*How to complete this task*: A faithful copy of all the entries is required, with no pictures in it.

-------- Available data --------

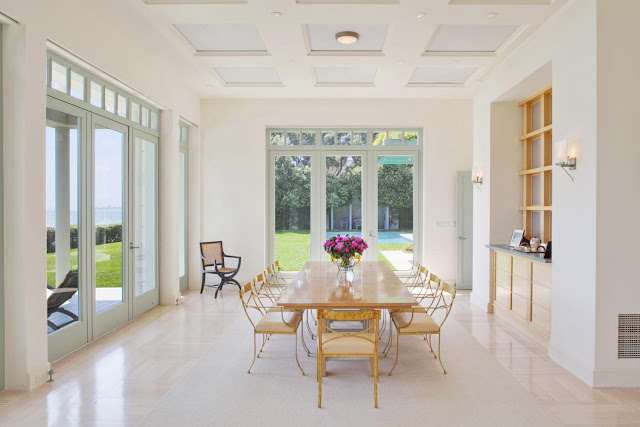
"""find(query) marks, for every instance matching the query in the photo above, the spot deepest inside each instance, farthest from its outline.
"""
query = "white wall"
(234, 165)
(594, 63)
(115, 37)
(568, 41)
(618, 174)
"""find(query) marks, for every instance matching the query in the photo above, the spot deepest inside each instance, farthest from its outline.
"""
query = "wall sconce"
(562, 157)
(477, 177)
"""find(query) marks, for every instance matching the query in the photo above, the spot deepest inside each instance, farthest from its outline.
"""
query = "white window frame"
(318, 152)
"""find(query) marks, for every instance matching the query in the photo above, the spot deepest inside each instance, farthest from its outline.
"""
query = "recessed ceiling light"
(347, 37)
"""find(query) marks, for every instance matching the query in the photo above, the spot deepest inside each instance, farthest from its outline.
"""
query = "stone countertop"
(534, 256)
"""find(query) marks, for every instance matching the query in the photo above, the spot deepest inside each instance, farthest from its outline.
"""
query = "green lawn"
(293, 249)
(108, 266)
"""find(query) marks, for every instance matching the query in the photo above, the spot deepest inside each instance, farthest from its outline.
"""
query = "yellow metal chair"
(273, 321)
(420, 321)
(360, 344)
(414, 274)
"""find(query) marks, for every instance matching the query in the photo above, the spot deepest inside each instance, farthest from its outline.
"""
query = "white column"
(63, 216)
(194, 195)
(168, 208)
(25, 272)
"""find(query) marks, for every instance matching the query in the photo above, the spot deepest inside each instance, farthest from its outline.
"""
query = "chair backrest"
(64, 291)
(444, 301)
(366, 334)
(250, 301)
(212, 251)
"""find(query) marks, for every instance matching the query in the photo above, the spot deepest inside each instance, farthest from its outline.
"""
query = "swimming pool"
(383, 236)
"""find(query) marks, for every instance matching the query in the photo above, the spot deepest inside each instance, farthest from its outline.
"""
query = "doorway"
(464, 226)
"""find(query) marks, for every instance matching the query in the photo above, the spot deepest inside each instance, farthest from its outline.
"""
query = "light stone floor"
(119, 378)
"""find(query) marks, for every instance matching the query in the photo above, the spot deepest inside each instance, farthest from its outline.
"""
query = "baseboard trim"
(571, 364)
(616, 377)
(480, 302)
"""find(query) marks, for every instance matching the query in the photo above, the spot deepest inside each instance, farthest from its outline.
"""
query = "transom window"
(344, 137)
(72, 80)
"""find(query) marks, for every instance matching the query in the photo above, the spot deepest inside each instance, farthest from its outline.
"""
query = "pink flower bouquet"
(345, 250)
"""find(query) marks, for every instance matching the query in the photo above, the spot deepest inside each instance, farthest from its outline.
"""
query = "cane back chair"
(212, 254)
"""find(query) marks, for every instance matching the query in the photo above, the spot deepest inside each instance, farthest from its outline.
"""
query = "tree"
(292, 191)
(395, 190)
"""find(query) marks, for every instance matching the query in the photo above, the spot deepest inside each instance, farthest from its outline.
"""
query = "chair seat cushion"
(349, 345)
(272, 322)
(421, 323)
(221, 270)
(286, 310)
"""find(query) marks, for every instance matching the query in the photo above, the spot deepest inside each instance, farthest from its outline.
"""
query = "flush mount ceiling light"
(347, 37)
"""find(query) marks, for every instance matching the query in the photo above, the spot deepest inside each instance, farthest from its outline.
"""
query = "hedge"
(104, 234)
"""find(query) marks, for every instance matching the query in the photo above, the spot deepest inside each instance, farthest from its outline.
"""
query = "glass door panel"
(343, 201)
(110, 141)
(395, 207)
(292, 179)
(144, 226)
(66, 315)
(182, 220)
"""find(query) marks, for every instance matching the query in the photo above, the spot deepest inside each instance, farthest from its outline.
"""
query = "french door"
(101, 225)
(371, 193)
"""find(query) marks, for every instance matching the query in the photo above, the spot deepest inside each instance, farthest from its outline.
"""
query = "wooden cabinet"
(522, 294)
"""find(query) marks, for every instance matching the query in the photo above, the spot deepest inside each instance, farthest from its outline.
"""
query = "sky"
(108, 168)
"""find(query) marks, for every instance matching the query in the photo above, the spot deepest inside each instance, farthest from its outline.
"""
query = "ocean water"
(104, 216)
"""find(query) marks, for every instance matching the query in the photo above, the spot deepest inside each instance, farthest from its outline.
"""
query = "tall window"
(101, 206)
(362, 182)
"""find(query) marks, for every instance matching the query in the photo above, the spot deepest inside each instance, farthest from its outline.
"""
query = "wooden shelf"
(536, 170)
(535, 208)
(535, 133)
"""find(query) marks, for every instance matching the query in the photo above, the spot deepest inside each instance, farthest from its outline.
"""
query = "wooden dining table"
(373, 285)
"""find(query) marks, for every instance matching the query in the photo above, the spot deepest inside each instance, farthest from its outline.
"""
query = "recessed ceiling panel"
(440, 75)
(222, 37)
(322, 37)
(263, 75)
(345, 75)
(470, 38)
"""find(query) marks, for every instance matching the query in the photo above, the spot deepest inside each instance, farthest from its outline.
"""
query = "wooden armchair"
(213, 255)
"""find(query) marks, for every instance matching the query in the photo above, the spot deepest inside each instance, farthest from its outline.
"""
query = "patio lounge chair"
(213, 256)
(61, 295)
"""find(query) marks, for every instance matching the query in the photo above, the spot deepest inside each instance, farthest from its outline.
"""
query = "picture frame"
(516, 238)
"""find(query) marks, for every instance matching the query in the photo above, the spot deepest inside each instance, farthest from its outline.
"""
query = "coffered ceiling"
(405, 48)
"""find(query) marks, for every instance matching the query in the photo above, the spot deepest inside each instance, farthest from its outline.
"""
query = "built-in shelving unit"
(537, 164)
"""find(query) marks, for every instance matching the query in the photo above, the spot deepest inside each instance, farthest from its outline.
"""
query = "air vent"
(628, 336)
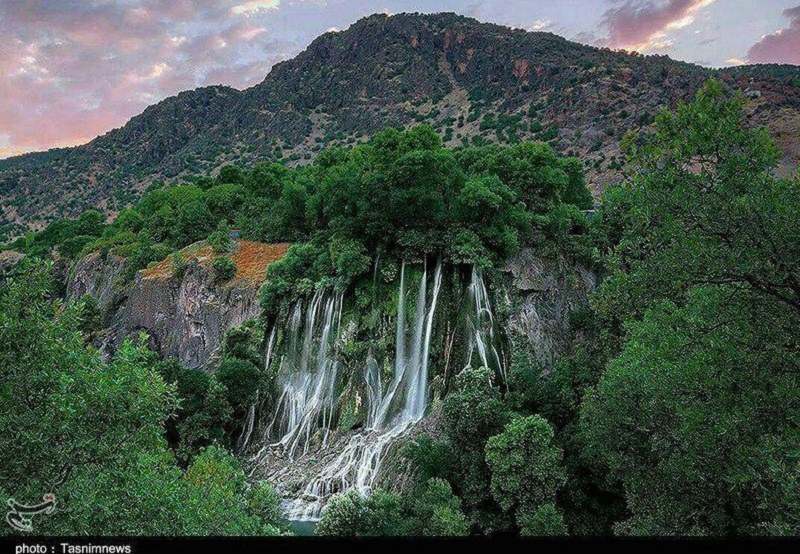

--------

*Response below*:
"""find(query) marks, for every instance matching the query in the photo above, the spot deepest inside each instance, farthest from its outline.
"""
query = "white wall"
(234, 165)
(594, 63)
(115, 37)
(568, 41)
(618, 174)
"""find(query) marks, for every instance matching the query in the photo above, the spot deepest inside each instance, farthest from its outline.
"""
query = "wall sconce"
(562, 157)
(477, 177)
"""find(query) marks, for every instance matching the query in the photo above, the spot deepest inside each instance, farthest from its outline.
"""
query = "white window frame"
(318, 152)
"""find(query) marks, for every instance matching the query in the photo above, the spot deepest inside each instance, farthest from its outline.
"""
query = "recessed ceiling light"
(347, 37)
"""find(query) marks, for every instance matching the query in the photo above, the spot deepest inside each instance, farthest from its outline.
"""
query = "stone countertop"
(534, 256)
"""find(query) marks, for every instance matching the query in the photo above, the spot deepest inside each instance, farthest from its outline.
"""
query = "green lawn"
(293, 249)
(108, 266)
"""find(query) marks, for every instance matching the query in the photo above, the spot deepest inside each instance, farthest from its outline.
"""
query = "yellow metal chair"
(273, 321)
(420, 321)
(360, 344)
(414, 274)
"""find(query) marks, for every instance matching the query in the photo above, the spot deepest inside each instance, farthest from its outline.
"""
query = "white column"
(63, 216)
(194, 195)
(168, 208)
(25, 272)
"""find(query) marks, for every instance matching the query in the photo above, the spot deepest inside each instance, farthest from its outline.
"""
query = "chair backrest"
(64, 291)
(444, 301)
(366, 334)
(250, 301)
(212, 251)
"""find(query) marks, for every instance matching the query in the photo above, the spot deepest inside each instance, farthest from its outline.
"""
query = "swimming pool"
(383, 236)
"""find(query) marks, for every instance matching the query in the photo above, the spot deepest inside each instance, farthest from its outline.
"""
query = "doorway"
(464, 226)
"""find(query) marks, for every instance matching the query in the photo above, the spot deepest inside each instance, farthest from its outline.
"""
query = "light stone floor"
(119, 378)
"""find(query) marks, for every instance matching the query in the photo above, the spot deepest inside each instance, farthest from its outline.
"""
query = "baseboard trim"
(571, 364)
(616, 377)
(480, 302)
"""find(query) marks, for every instance matching the query in the photo above, the spot deepest inside each instance, farthest from its outline.
"""
query = "transom window"
(344, 137)
(72, 80)
"""find(query) marks, for every instance matching the query in the photo above, the spot deepest inside each instance, farthest from its outline.
"""
query = "pink flower bouquet"
(345, 250)
"""find(query) marks, for every instance matching the query in the photo above, the spot deepest inside each instance, farthest from its outline.
"""
query = "cane back chair"
(212, 254)
"""find(query) marks, for every instance matching the query in the photo above, the spot deepest inside each instance, farthest from its outline.
"""
query = "tree"
(292, 191)
(395, 190)
"""find(query) marks, for every instance matching the query in the photo above, the spot deepest inside each instance, farthest from its outline.
"""
query = "chair seat cushion"
(349, 345)
(272, 322)
(421, 323)
(221, 270)
(286, 310)
"""find(query) marks, for every instance matching the query in the photo above, the spot deepest inside each instance, farthest from its outline.
"""
query = "flush mount ceiling light"
(347, 37)
"""find(query) marks, for every instance matching the query in the photo above, the spot deepest inside each instance, farthest from its outline.
"""
query = "hedge"
(104, 234)
"""find(query) marks, for every instance matching the query in the photo above, the spot deepest inside each instance, farthest from its outline.
"""
query = "glass door panel"
(343, 201)
(110, 141)
(395, 207)
(292, 179)
(144, 226)
(66, 315)
(182, 220)
"""find(query) marks, for every instance matching the query in the photo above, the spot deepest inside each instance, farthest from its outline.
"""
query = "french door"
(101, 225)
(371, 193)
"""find(query) marks, for every instance matching the query in the photo above, the spot deepest inside each instance, farthest from its outline.
"""
query = "wooden cabinet"
(522, 294)
"""find(query) marks, for every instance matching the query in the photo above, the spot deepest inside each instance, farthest from its outline.
"""
query = "sky"
(108, 168)
"""find(query) marks, for every instance matching the query in the photo above, the spot deepest inside each instance, farthest from its outline.
"""
query = "ocean water"
(104, 216)
"""find(query) marks, for every instance matching the query in the photo above, the spot deepest inside each instance, farthest from its outline.
"""
query = "tall window"
(101, 206)
(362, 182)
"""find(query) marks, for every instance matching the query in the photo above, the spot deepest inside each instance, farthest from its outline.
"""
query = "wooden shelf"
(536, 170)
(535, 208)
(535, 133)
"""find(query) marks, for every instance matching the query in the photo above, the spot deepest inside each instance, farthest from its outline.
"""
query = "wooden dining table"
(373, 285)
"""find(query) marks, for every instance matching the query in the photo above, the spot deepest inside each instance, farthest from its outline.
"""
query = "recessed ceiling panel"
(440, 75)
(222, 37)
(322, 37)
(263, 75)
(345, 75)
(470, 38)
"""find(query) marks, for every instance matching the query in the photo above, the spot deepest inside each instance, farthest from its outline.
"""
query = "wooden armchair"
(213, 255)
"""find(query) marks, for every instance matching the query in the photo above, the spot deepest inside each instance, farthest from its outline.
"""
query = "patio lounge chair"
(213, 256)
(61, 295)
"""find(query) marks, for every instance matching the query in the photo above, the spot deepest inside each instance, farthest from its outline.
"""
query = "picture frame"
(516, 238)
"""find(query) marks, for every instance matching the query in the photo above, the spot deepest inside each instance, farthest from its outline.
"""
query = "coffered ceiling"
(405, 48)
"""find(query) marks, for every instance matching the query in the photo above, the spot deepest inside each instance, farthest from its outline.
"""
query = "built-in shelving unit"
(537, 164)
"""find(query) marks, for every instance matching the query in the photo above, the spot deepest inside each instance, farthest from its outline.
"""
query = "air vent"
(628, 336)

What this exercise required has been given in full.